— Problem requirements —
Can you write out the material below again, word for word, and leave out the pictures?

——

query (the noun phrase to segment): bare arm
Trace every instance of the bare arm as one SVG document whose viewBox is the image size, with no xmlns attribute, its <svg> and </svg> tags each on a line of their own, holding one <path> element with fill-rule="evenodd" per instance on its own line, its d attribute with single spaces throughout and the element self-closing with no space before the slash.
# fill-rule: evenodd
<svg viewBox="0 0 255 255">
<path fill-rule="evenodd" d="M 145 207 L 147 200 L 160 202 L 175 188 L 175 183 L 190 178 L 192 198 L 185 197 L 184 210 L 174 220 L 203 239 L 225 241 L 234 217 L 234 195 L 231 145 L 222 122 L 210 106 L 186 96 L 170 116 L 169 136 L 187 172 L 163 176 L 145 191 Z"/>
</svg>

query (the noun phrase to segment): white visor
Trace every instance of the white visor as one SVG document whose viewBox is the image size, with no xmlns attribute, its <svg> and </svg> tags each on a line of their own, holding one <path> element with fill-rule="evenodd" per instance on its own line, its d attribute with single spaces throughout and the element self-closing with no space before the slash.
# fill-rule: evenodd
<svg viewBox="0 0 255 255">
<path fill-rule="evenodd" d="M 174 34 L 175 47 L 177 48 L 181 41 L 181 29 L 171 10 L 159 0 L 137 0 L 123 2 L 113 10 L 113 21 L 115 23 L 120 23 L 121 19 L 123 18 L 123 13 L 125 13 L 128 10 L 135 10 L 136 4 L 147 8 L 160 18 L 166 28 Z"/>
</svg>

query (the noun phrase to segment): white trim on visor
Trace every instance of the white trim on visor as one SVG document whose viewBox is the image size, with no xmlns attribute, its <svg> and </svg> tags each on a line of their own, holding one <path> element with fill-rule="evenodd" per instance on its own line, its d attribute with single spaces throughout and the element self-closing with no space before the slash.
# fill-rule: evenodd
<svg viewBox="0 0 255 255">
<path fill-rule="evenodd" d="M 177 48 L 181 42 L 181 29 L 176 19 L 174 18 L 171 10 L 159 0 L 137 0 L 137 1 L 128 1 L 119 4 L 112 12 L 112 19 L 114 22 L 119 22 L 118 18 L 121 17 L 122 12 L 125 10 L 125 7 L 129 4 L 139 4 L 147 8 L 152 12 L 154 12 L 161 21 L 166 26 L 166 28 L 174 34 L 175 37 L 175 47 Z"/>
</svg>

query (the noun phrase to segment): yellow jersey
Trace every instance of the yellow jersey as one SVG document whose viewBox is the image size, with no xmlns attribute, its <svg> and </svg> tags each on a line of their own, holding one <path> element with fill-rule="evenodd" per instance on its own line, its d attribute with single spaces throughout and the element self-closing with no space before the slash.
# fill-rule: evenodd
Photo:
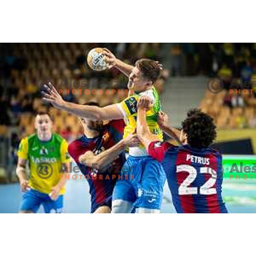
<svg viewBox="0 0 256 256">
<path fill-rule="evenodd" d="M 33 134 L 21 140 L 17 155 L 28 160 L 29 185 L 32 189 L 49 194 L 58 184 L 63 163 L 70 162 L 68 144 L 60 135 L 53 133 L 48 141 L 42 141 Z M 63 187 L 60 194 L 65 192 Z"/>
<path fill-rule="evenodd" d="M 144 92 L 136 93 L 118 103 L 118 106 L 123 113 L 126 126 L 124 131 L 123 138 L 133 133 L 136 130 L 137 119 L 137 103 L 141 96 L 150 97 L 153 101 L 152 107 L 146 113 L 147 122 L 150 131 L 156 135 L 160 140 L 163 140 L 163 132 L 157 124 L 158 112 L 162 110 L 159 96 L 154 87 Z M 147 155 L 145 148 L 140 144 L 138 147 L 129 148 L 129 154 L 133 156 Z"/>
</svg>

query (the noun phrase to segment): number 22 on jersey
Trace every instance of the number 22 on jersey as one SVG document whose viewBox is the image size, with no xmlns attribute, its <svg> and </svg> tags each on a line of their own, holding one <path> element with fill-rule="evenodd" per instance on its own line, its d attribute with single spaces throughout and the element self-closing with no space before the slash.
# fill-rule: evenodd
<svg viewBox="0 0 256 256">
<path fill-rule="evenodd" d="M 209 174 L 211 176 L 204 185 L 198 188 L 197 187 L 189 186 L 196 178 L 197 171 L 195 168 L 191 166 L 183 164 L 177 166 L 177 172 L 186 172 L 189 173 L 189 175 L 180 184 L 178 188 L 179 195 L 213 195 L 217 193 L 215 188 L 212 187 L 216 182 L 217 175 L 216 172 L 209 167 L 201 167 L 200 173 Z"/>
</svg>

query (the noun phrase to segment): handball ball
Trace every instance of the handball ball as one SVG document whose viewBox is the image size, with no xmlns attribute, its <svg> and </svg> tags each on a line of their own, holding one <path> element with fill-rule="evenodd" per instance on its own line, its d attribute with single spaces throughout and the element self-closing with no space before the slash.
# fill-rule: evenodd
<svg viewBox="0 0 256 256">
<path fill-rule="evenodd" d="M 108 68 L 106 58 L 102 48 L 93 48 L 87 55 L 87 63 L 92 69 L 96 71 L 101 71 Z"/>
</svg>

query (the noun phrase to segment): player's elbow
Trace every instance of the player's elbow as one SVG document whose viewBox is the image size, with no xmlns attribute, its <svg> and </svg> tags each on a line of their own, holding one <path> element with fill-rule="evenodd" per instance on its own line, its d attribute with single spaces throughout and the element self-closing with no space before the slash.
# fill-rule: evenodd
<svg viewBox="0 0 256 256">
<path fill-rule="evenodd" d="M 97 107 L 96 111 L 93 113 L 93 118 L 95 120 L 103 121 L 108 119 L 108 113 L 103 108 Z"/>
</svg>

——

— Exercise answer —
query (the noun phrase to segment): bare arm
Trace every instance of the bare arm as one SVG document whose viewBox is the image size, with no xmlns attribute, its <svg> and </svg> tags each on a line of their own, holding one <path> element with fill-rule="evenodd" per instance on its own line, its d attribute with single spaces throughout and the element self-closing with no space before the slash.
# fill-rule: evenodd
<svg viewBox="0 0 255 255">
<path fill-rule="evenodd" d="M 145 207 L 147 200 L 160 202 L 175 188 L 175 183 L 190 178 L 192 198 L 185 197 L 184 210 L 174 220 L 203 239 L 225 241 L 234 217 L 234 195 L 231 145 L 222 122 L 210 106 L 186 96 L 170 116 L 169 136 L 187 172 L 163 176 L 145 191 Z"/>
</svg>

query (the noun phrase to segment): white visor
Trace every instance of the white visor as one SVG document whose viewBox is the image size, with no xmlns attribute, its <svg> and </svg> tags each on a line of their own, holding one <path> element with fill-rule="evenodd" per instance on its own line, its d attribute with single spaces throughout and the element self-closing with no space before the slash.
# fill-rule: evenodd
<svg viewBox="0 0 255 255">
<path fill-rule="evenodd" d="M 174 34 L 175 47 L 177 48 L 181 41 L 181 29 L 171 10 L 159 0 L 137 0 L 123 2 L 113 10 L 113 21 L 115 23 L 120 23 L 121 19 L 123 18 L 123 13 L 125 13 L 128 10 L 135 10 L 136 4 L 147 8 L 160 18 L 166 28 Z"/>
</svg>

query (the noun phrase to segment): white trim on visor
Trace every instance of the white trim on visor as one SVG document whose viewBox is the image size, with no xmlns attribute, its <svg> and </svg> tags each on a line of their own, holding one <path> element with fill-rule="evenodd" per instance on its own line, its d attribute with single spaces throughout and the element self-closing with no space before the slash.
# fill-rule: evenodd
<svg viewBox="0 0 255 255">
<path fill-rule="evenodd" d="M 177 48 L 181 42 L 181 29 L 176 19 L 174 18 L 171 10 L 159 0 L 137 0 L 137 1 L 128 1 L 119 4 L 112 12 L 112 19 L 114 22 L 119 22 L 118 18 L 121 17 L 122 12 L 125 10 L 125 7 L 129 4 L 139 4 L 147 8 L 152 12 L 154 12 L 161 21 L 166 26 L 166 28 L 174 34 L 175 37 L 175 47 Z"/>
</svg>

query (the noun phrase to segment): yellow jersey
Trace every instance of the yellow jersey as one SVG document whose viewBox is the image size, with no xmlns attribute, its <svg> and </svg> tags each on a line of their own, holding one <path> element with fill-rule="evenodd" per instance on its own line, its d attribute with single spaces throughout and the element self-closing with no space before the slash.
# fill-rule: evenodd
Photo:
<svg viewBox="0 0 256 256">
<path fill-rule="evenodd" d="M 33 134 L 21 140 L 17 155 L 28 160 L 29 185 L 32 189 L 49 194 L 58 184 L 63 163 L 70 162 L 68 144 L 60 135 L 53 133 L 48 141 L 42 141 Z M 63 187 L 60 194 L 65 192 Z"/>
<path fill-rule="evenodd" d="M 144 92 L 136 93 L 118 103 L 118 106 L 123 113 L 126 126 L 124 131 L 123 138 L 133 133 L 136 130 L 137 119 L 137 103 L 141 96 L 150 97 L 153 101 L 152 107 L 146 113 L 147 122 L 150 131 L 156 135 L 160 140 L 163 140 L 163 132 L 157 124 L 158 112 L 162 110 L 159 96 L 154 87 Z M 147 155 L 145 148 L 140 144 L 138 147 L 129 148 L 129 154 L 133 156 Z"/>
</svg>

query (the noun phrase to segment): number 22 on jersey
Trace every instance of the number 22 on jersey as one SVG document whose viewBox is the image size, with no xmlns attribute, its <svg> and </svg> tags each on a line of their own, holding one <path> element with fill-rule="evenodd" per instance on its own line, its d attribute with single spaces throughout and the element self-closing with no space before the slash.
# fill-rule: evenodd
<svg viewBox="0 0 256 256">
<path fill-rule="evenodd" d="M 209 174 L 211 176 L 204 185 L 198 188 L 197 187 L 189 186 L 196 178 L 197 171 L 195 168 L 191 166 L 183 164 L 177 166 L 177 172 L 186 172 L 189 173 L 189 175 L 180 184 L 178 188 L 179 195 L 213 195 L 217 193 L 215 188 L 212 187 L 216 182 L 217 175 L 216 172 L 209 167 L 201 167 L 200 173 Z"/>
</svg>

query (the noun phrase to segment): handball ball
Trace every instance of the handball ball as one SVG document whose viewBox is the image size, with no xmlns attribute, its <svg> and </svg> tags each on a line of their own, holding one <path> element with fill-rule="evenodd" per instance on its own line, its d attribute with single spaces throughout and the element self-closing with no space before the slash.
# fill-rule: evenodd
<svg viewBox="0 0 256 256">
<path fill-rule="evenodd" d="M 108 68 L 106 58 L 102 48 L 93 48 L 87 55 L 87 63 L 92 69 L 96 71 L 101 71 Z"/>
</svg>

query (the noun phrase to segment): player's elbow
Trace every instance of the player's elbow as one SVG document whose viewBox is the image size, with no xmlns attribute, its <svg> and </svg> tags each on a line of their own, holding one <path> element with fill-rule="evenodd" per instance on its own line, its d attribute with single spaces throughout and the element self-closing with no space before the slash.
# fill-rule: evenodd
<svg viewBox="0 0 256 256">
<path fill-rule="evenodd" d="M 97 107 L 96 111 L 93 113 L 93 118 L 95 120 L 103 121 L 108 119 L 108 113 L 103 108 Z"/>
</svg>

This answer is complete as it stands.